Point annotations for photos
....
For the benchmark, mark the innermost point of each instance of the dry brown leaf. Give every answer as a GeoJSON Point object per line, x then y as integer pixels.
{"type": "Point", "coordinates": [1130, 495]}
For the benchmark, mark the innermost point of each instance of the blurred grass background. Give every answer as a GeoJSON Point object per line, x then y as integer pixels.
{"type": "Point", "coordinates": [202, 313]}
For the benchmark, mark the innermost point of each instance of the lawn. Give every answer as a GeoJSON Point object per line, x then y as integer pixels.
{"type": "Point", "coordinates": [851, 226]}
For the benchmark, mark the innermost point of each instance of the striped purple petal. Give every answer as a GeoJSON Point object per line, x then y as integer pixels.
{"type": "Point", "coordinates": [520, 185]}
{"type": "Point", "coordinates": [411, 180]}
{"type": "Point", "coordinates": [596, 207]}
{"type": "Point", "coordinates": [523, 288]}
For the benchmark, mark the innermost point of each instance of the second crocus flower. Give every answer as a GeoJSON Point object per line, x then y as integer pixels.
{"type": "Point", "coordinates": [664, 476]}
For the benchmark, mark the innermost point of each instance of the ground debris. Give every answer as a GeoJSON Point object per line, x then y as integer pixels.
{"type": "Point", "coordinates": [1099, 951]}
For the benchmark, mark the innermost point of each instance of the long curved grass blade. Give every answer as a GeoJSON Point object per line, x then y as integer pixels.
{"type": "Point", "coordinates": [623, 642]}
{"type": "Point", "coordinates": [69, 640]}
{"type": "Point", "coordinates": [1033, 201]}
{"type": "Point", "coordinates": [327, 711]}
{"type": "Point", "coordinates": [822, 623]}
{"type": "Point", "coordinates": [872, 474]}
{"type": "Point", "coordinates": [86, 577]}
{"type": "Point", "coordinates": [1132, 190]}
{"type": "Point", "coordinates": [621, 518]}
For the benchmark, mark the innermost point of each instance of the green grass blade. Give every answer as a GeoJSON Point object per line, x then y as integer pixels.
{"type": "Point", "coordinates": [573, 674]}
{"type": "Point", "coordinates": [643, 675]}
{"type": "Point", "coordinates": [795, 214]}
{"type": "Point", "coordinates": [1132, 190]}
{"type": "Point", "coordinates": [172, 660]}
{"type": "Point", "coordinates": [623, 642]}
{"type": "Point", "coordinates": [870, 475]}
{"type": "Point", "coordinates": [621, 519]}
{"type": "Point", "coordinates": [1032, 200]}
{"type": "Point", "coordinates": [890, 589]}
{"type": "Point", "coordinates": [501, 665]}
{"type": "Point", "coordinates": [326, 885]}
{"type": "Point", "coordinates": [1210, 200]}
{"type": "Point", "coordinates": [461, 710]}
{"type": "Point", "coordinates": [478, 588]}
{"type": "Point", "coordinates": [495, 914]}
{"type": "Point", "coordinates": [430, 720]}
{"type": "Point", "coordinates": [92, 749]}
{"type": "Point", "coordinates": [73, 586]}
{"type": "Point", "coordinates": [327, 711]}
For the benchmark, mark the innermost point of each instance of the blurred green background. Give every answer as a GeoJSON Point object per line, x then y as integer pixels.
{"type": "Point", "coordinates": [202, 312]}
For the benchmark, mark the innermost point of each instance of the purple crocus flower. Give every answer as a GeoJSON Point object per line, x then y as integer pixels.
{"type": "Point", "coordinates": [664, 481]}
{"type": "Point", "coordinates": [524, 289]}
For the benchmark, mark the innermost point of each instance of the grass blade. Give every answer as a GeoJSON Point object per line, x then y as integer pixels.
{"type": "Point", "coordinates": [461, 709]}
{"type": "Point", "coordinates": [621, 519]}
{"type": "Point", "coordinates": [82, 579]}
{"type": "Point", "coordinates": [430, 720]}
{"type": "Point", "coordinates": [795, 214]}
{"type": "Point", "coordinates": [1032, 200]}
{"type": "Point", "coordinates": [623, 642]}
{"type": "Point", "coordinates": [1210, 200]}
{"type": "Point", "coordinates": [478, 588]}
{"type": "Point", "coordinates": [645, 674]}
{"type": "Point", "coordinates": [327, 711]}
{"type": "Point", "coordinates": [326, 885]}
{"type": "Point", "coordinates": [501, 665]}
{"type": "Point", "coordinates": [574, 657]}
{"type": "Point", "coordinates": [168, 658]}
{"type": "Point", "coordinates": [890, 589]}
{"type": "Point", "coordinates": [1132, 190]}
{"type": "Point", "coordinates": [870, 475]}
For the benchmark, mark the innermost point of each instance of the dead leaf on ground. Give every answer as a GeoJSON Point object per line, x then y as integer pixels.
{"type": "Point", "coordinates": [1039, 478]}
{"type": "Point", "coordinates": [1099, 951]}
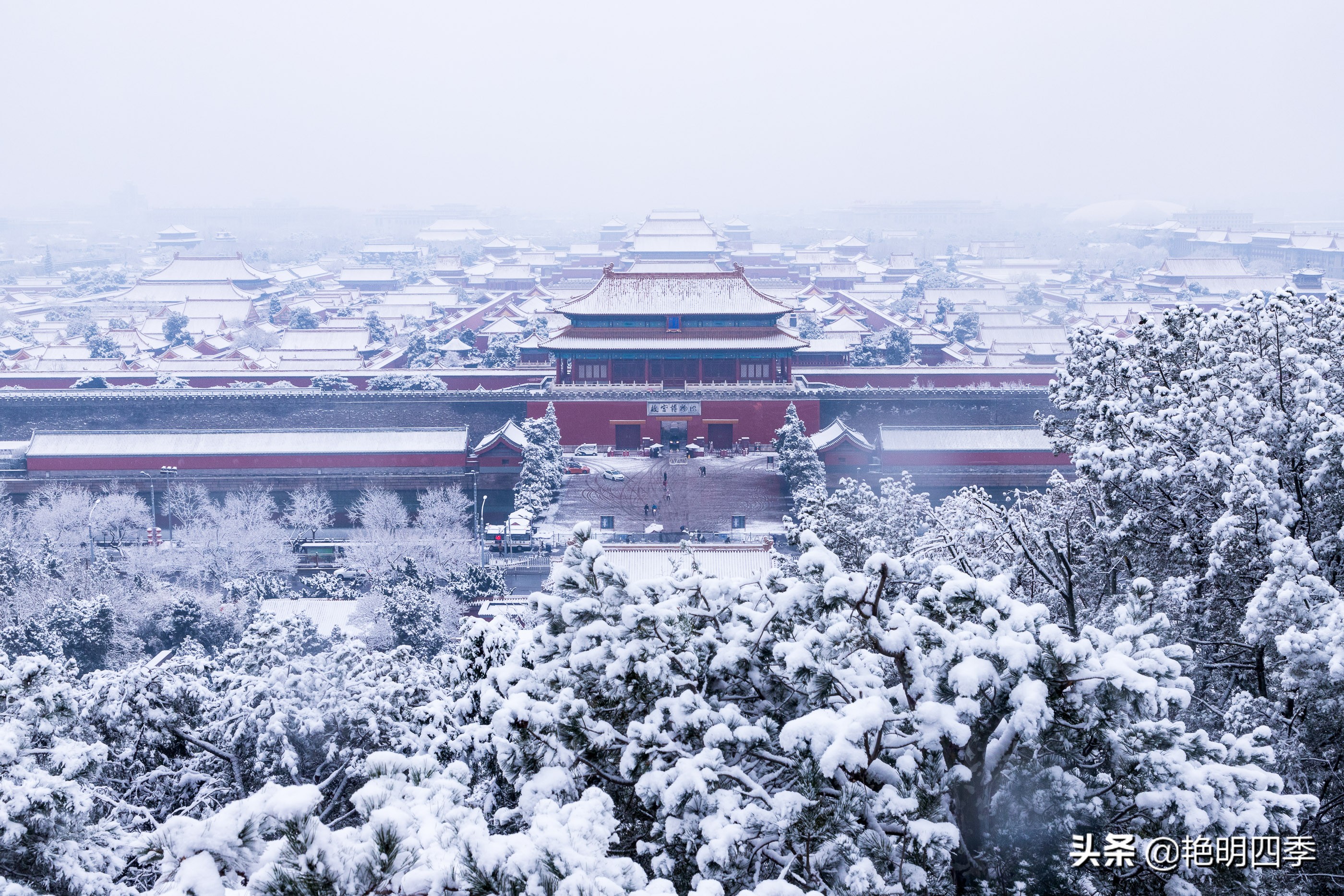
....
The request: Shift the coordinates by restating every line of the records from the line with "of the dead" through the end of the records, requests included, and add 96 to each coordinate value in the answers. Leave the pictures out of your answer.

Answer to this exercise:
For the benchmark, mark the innermost point of each instance of the dead leaf on ground. Give every answer as a GeoJSON Point object per line, x then y as integer pixels.
{"type": "Point", "coordinates": [1135, 574]}
{"type": "Point", "coordinates": [1195, 1047]}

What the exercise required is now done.